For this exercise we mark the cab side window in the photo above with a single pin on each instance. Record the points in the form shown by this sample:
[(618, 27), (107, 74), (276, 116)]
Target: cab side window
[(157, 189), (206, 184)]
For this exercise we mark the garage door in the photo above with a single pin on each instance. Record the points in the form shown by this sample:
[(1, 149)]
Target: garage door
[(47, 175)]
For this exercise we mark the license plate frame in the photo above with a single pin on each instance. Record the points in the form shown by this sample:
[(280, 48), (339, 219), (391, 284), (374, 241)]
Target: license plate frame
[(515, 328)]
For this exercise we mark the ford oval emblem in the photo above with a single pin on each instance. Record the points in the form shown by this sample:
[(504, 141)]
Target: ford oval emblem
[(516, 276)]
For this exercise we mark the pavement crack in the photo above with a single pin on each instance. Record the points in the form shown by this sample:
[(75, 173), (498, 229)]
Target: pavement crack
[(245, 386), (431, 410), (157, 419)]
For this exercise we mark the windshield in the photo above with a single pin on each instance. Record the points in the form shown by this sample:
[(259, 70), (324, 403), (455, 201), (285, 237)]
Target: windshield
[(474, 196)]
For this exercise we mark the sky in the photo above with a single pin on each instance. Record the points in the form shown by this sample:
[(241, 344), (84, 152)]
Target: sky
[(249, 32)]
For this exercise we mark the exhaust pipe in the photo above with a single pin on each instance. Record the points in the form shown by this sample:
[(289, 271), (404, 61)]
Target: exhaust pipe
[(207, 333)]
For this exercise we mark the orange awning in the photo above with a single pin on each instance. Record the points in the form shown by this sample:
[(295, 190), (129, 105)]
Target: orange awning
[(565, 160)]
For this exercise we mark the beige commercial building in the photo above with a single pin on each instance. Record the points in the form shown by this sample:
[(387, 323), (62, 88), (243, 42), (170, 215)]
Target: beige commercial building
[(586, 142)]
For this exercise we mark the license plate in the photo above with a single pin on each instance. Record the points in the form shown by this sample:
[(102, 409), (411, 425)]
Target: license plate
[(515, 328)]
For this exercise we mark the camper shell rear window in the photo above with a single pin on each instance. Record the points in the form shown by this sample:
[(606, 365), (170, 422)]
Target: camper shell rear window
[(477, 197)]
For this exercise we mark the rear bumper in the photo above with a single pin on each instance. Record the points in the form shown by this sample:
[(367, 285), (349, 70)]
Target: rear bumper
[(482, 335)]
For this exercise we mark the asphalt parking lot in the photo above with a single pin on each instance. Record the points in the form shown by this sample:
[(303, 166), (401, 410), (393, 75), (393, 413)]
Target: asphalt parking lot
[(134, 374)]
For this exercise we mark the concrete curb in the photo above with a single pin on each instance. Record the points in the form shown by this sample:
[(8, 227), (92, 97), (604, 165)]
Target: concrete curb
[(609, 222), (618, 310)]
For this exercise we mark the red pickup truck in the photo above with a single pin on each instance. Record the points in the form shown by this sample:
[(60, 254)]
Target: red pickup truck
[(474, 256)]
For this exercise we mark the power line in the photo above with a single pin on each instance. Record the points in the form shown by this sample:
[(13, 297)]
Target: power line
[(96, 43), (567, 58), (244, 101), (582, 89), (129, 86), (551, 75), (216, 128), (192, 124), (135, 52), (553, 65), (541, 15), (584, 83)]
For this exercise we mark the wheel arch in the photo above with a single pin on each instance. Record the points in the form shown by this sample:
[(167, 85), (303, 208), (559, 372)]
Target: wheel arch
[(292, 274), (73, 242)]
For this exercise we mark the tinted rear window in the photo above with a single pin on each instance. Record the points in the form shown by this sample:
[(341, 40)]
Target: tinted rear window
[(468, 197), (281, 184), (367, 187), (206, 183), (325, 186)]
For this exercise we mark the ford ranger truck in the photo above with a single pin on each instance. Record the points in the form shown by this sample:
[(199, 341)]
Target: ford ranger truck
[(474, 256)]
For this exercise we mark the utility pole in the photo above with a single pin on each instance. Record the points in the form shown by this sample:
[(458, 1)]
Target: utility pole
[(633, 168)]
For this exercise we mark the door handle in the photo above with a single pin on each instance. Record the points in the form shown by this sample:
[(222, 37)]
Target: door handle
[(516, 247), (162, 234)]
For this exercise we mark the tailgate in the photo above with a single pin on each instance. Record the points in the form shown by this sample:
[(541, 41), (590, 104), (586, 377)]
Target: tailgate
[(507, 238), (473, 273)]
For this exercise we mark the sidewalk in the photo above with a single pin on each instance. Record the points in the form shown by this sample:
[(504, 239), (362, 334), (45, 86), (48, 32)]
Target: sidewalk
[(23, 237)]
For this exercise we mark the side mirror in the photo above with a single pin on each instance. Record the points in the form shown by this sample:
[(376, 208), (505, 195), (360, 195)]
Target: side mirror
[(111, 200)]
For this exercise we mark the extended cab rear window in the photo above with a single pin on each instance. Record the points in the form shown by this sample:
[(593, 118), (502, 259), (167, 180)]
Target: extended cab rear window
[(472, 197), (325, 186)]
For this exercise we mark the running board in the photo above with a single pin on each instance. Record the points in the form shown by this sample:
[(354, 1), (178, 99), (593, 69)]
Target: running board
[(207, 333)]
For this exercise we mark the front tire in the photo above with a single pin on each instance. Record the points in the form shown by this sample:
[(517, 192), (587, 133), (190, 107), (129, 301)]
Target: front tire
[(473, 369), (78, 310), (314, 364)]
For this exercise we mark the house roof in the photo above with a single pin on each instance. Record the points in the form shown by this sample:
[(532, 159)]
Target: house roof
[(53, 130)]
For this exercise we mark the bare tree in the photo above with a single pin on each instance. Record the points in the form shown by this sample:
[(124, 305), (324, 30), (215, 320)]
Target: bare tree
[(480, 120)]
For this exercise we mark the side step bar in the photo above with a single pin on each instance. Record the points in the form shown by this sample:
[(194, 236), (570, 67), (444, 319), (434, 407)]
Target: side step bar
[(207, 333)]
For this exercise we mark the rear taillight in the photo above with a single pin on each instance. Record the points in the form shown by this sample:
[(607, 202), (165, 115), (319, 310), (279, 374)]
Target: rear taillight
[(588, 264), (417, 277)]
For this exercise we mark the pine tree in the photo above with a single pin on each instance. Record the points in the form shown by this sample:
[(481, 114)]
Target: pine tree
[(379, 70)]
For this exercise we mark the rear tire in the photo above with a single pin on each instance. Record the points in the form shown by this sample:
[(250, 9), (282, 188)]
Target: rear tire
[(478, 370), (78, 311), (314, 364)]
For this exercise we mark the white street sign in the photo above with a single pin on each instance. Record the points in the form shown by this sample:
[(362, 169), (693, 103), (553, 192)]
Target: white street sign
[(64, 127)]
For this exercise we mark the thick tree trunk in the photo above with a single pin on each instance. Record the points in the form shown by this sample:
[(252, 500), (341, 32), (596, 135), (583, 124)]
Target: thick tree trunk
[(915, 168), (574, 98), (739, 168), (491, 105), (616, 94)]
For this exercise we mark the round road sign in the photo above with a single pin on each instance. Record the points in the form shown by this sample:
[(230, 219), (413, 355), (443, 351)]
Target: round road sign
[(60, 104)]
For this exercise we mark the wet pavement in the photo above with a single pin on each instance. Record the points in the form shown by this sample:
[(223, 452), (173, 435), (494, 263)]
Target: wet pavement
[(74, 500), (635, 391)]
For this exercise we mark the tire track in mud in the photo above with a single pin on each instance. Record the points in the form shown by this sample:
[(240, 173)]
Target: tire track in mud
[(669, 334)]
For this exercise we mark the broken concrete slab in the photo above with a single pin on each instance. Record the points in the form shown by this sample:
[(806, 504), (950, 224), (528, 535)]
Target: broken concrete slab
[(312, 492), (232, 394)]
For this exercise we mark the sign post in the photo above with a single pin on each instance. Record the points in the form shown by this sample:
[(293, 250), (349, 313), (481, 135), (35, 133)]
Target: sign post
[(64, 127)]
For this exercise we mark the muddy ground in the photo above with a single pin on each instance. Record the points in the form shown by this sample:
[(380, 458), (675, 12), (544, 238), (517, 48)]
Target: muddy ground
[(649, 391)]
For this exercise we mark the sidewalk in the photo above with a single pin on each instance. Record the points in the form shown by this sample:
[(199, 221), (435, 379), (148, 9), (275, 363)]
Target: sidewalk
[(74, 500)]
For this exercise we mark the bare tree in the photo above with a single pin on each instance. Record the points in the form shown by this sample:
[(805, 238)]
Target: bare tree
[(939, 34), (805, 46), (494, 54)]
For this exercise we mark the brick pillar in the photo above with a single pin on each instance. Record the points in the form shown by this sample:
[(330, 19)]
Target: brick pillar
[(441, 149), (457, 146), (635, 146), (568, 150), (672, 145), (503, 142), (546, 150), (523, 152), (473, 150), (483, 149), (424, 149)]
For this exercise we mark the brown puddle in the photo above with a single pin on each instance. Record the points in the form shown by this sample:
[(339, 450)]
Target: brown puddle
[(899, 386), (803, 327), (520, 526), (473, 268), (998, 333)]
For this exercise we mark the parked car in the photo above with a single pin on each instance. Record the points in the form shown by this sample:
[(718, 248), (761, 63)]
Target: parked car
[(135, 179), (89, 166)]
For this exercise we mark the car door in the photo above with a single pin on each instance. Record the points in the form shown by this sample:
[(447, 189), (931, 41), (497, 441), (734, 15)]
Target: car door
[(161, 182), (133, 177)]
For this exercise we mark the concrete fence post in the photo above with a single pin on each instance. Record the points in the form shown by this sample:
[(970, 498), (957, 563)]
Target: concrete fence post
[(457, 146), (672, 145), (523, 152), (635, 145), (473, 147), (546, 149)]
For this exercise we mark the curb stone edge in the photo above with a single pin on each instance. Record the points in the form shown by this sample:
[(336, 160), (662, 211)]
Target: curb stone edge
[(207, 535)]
****************************************
Required task: Could you recast the lines above as a JSON list of strings, starting at the first line and ending at the line containing "[(157, 189), (206, 184)]", with one string per line and any blank lines left out?

Result:
[
  "For this exercise we mark the cab side window in the photo above with a single pin on each instance. Record the points in the form shown by this sample:",
  "[(618, 27), (107, 74), (276, 116)]",
  "Target: cab side window",
  "[(157, 189), (206, 184)]"
]